----- Records supplied -----
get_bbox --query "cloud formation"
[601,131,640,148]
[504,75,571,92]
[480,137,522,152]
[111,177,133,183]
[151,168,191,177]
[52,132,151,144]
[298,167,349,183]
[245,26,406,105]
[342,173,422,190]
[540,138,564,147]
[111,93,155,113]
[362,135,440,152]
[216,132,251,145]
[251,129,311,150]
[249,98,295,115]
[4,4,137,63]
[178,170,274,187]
-----
▶ Exercise task: Turn all the records above into a numbered list with one line per item, and leave out any blank lines.

▶ Expected answer:
1. get_bbox --query "cloud formation"
2. [601,131,640,148]
3. [504,75,571,92]
4. [480,137,522,152]
5. [111,177,133,183]
6. [151,168,191,177]
7. [52,132,151,144]
8. [298,167,349,183]
9. [245,26,406,105]
10. [342,173,422,190]
11. [540,138,564,147]
12. [111,93,155,113]
13. [362,135,440,152]
14. [216,132,251,145]
15. [251,129,311,150]
16. [249,98,295,115]
17. [4,4,137,63]
18. [178,170,274,187]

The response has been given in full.